> AIM OF THE EXERCISE
Reproduce the listing below verbatim, from its first line to its last.

> DATASET ENTRIES
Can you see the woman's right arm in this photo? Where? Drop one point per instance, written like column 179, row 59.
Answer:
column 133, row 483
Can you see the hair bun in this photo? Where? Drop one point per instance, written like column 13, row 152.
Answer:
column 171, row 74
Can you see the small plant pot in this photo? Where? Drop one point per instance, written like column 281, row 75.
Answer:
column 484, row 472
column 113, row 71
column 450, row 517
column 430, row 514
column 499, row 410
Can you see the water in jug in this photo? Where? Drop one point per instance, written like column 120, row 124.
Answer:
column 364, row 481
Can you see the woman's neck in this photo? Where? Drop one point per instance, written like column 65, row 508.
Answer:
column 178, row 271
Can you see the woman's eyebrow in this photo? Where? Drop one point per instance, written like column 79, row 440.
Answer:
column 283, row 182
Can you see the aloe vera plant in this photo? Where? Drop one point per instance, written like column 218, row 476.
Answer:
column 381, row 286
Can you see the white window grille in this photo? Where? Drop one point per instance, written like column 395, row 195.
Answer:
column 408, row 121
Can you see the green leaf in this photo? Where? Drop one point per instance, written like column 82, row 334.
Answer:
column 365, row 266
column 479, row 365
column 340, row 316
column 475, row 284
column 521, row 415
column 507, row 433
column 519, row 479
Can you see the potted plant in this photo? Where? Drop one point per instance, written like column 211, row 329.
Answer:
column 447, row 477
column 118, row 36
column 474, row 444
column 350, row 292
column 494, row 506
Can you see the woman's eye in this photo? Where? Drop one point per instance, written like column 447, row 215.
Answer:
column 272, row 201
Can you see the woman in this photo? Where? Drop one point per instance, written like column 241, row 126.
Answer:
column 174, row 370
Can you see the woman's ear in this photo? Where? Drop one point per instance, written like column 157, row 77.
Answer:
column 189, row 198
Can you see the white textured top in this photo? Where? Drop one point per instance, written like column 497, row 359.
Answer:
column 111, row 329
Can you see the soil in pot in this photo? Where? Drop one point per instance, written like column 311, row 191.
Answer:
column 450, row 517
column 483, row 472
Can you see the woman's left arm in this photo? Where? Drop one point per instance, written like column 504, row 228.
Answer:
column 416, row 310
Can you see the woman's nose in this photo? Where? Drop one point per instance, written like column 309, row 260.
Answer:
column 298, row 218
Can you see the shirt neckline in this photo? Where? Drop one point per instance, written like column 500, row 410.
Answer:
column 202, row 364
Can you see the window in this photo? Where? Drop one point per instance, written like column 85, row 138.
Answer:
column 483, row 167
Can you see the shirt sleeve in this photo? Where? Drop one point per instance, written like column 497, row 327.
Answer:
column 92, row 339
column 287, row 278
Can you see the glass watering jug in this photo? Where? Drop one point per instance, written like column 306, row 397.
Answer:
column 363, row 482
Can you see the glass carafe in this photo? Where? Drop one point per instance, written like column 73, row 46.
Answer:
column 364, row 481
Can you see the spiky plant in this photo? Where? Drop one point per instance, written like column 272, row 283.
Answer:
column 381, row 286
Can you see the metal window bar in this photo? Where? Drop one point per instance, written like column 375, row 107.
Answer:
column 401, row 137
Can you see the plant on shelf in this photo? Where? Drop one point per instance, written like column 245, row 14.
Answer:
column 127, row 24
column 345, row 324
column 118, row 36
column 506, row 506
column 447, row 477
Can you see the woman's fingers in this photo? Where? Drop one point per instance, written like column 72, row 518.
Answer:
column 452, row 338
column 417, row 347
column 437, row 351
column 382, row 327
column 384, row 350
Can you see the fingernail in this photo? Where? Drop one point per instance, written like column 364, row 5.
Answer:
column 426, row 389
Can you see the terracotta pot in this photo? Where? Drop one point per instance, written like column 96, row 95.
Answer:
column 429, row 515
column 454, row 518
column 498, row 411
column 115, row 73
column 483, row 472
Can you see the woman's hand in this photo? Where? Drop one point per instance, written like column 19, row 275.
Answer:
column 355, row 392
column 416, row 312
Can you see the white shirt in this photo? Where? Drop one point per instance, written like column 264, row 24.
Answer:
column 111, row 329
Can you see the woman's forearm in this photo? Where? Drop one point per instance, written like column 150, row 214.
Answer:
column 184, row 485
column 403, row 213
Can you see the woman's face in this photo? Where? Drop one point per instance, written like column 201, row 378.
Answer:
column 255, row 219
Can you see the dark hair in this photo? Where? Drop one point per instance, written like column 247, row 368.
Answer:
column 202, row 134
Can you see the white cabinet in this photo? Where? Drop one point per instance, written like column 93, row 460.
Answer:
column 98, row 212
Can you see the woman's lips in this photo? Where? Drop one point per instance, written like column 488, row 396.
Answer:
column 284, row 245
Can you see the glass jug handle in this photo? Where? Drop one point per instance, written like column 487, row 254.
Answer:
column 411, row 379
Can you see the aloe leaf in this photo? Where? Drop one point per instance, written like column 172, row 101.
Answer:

> FULL OUTPUT
Can you see the woman's right arm in this photo? Where? Drop one point per instance, written like column 179, row 59.
Answer:
column 133, row 483
Can you see the hair bun in this photo? Where? Drop one point per instance, written like column 13, row 152.
Answer:
column 171, row 74
Can you see the small plant pot in this photo? Where? Drop one point per instance, written like column 281, row 75.
Answer:
column 484, row 472
column 113, row 71
column 450, row 517
column 430, row 514
column 499, row 410
Can you see the water in jug in this photo? Where? Drop one point per instance, written like column 120, row 124.
Answer:
column 364, row 481
Can you see the woman's neck in this photo? Where? Drop one point per instance, written like column 65, row 508.
Answer:
column 178, row 271
Can you see the woman's eyebrow in this photo? Where? Drop one point per instance, written like column 79, row 440.
Answer:
column 283, row 182
Can you see the aloe vera plant in this photo? Where? Drop one point per instance, written like column 218, row 476.
Answer:
column 381, row 286
Can you see the white window grille in this photo? Where? Drop one point per instance, written like column 395, row 195.
Answer:
column 408, row 121
Can you see the green leaf in this photo? Where? Drop one point per instance, written like column 82, row 334.
Answer:
column 365, row 266
column 479, row 365
column 340, row 316
column 475, row 284
column 521, row 415
column 507, row 433
column 519, row 479
Can you see the potted plant in this photo? Where? Drop one point per instance, written like column 211, row 329.
Answer:
column 447, row 477
column 118, row 36
column 474, row 444
column 350, row 292
column 494, row 506
Can you see the woman's eye in this photo? Where? Drop one point per instance, written like column 447, row 215.
Answer:
column 272, row 201
Can you see the woman in this photo? Where? Drop one point per instance, written like column 241, row 126.
Answer:
column 174, row 370
Can you see the woman's ear in this photo? Where? Drop one point per instance, written like column 157, row 77.
Answer:
column 189, row 198
Can you see the white textured top in this photo? Where? Drop one point per instance, written like column 497, row 359.
Answer:
column 111, row 329
Can you see the soil in pot in this photo? Where? Drop one point per instance, written like column 311, row 191.
Answer:
column 450, row 517
column 483, row 472
Can you see the woman's left arm in this photo? Where? Drop one point per instance, written like column 504, row 228.
Answer:
column 416, row 310
Can you see the woman's nose in this photo? Where? Drop one point per instance, written like column 309, row 260.
Answer:
column 298, row 218
Can you see the shirt neckline in this photo? Where? Drop one point per instance, written like column 500, row 410.
Answer:
column 202, row 364
Can you see the window in this photo? Where? Drop one point per instance, written like column 85, row 138.
Answer:
column 483, row 167
Can you see the shirt sleeve in this photo? Where? Drop one point per instance, written like column 497, row 327.
Answer:
column 92, row 339
column 287, row 278
Can you see the glass watering jug in this photo? Where? Drop one point per instance, written like column 306, row 397.
Answer:
column 363, row 482
Can you see the glass carafe in this photo? Where? Drop one point per instance, written like column 73, row 46.
Answer:
column 364, row 481
Can you see the spiky plant in this photo? Where? Drop one point per instance, written like column 272, row 283.
Answer:
column 381, row 286
Can you see the metal window bar in this photo? Where? Drop one point per instance, written like column 375, row 107.
Answer:
column 401, row 137
Can you see the plant on shelf in this photo? Where? Drop one point per instance, written like column 245, row 14.
Answer:
column 127, row 24
column 345, row 324
column 118, row 36
column 506, row 506
column 447, row 477
Can you see the woman's fingers in this photo? Where? Drop one point per instance, written like column 72, row 518.
Answer:
column 452, row 338
column 417, row 347
column 437, row 351
column 382, row 327
column 384, row 350
Can you see the fingernail in this photo? Where? Drop one point per instance, written like column 364, row 5.
Answer:
column 426, row 389
Can you see the terracotta pot in this photo? Where? Drop one point per instance, written like column 96, row 95.
Answer:
column 429, row 515
column 454, row 518
column 498, row 411
column 115, row 73
column 483, row 472
Can you see the woman's hand in this photo? Where? Drop one point per instance, written like column 19, row 275.
Answer:
column 355, row 392
column 416, row 312
Can you see the white shirt in this photo? Where? Drop one point per instance, written like column 264, row 24.
Answer:
column 111, row 329
Can you see the woman's forearm in this photo? Where? Drop one point per instance, written like column 150, row 214.
Answer:
column 184, row 485
column 403, row 213
Can you see the woman's face in this photo? Where? Drop one point per instance, written like column 201, row 378.
Answer:
column 255, row 219
Can you see the dark hair in this photo? Where? Drop one point per instance, written like column 247, row 368.
Answer:
column 202, row 134
Can you see the white cabinet in this photo? Where? Drop one point per instance, written like column 93, row 460.
Answer:
column 98, row 212
Can you see the woman's lips in this photo? Where? Drop one point per instance, written like column 488, row 396.
Answer:
column 284, row 245
Can you see the glass jug handle in this photo? Where? Drop one point per instance, written like column 487, row 254.
Answer:
column 411, row 379
Can you see the aloe leaf in this photo? Where? Drop one point per instance, written like column 172, row 101.
Answer:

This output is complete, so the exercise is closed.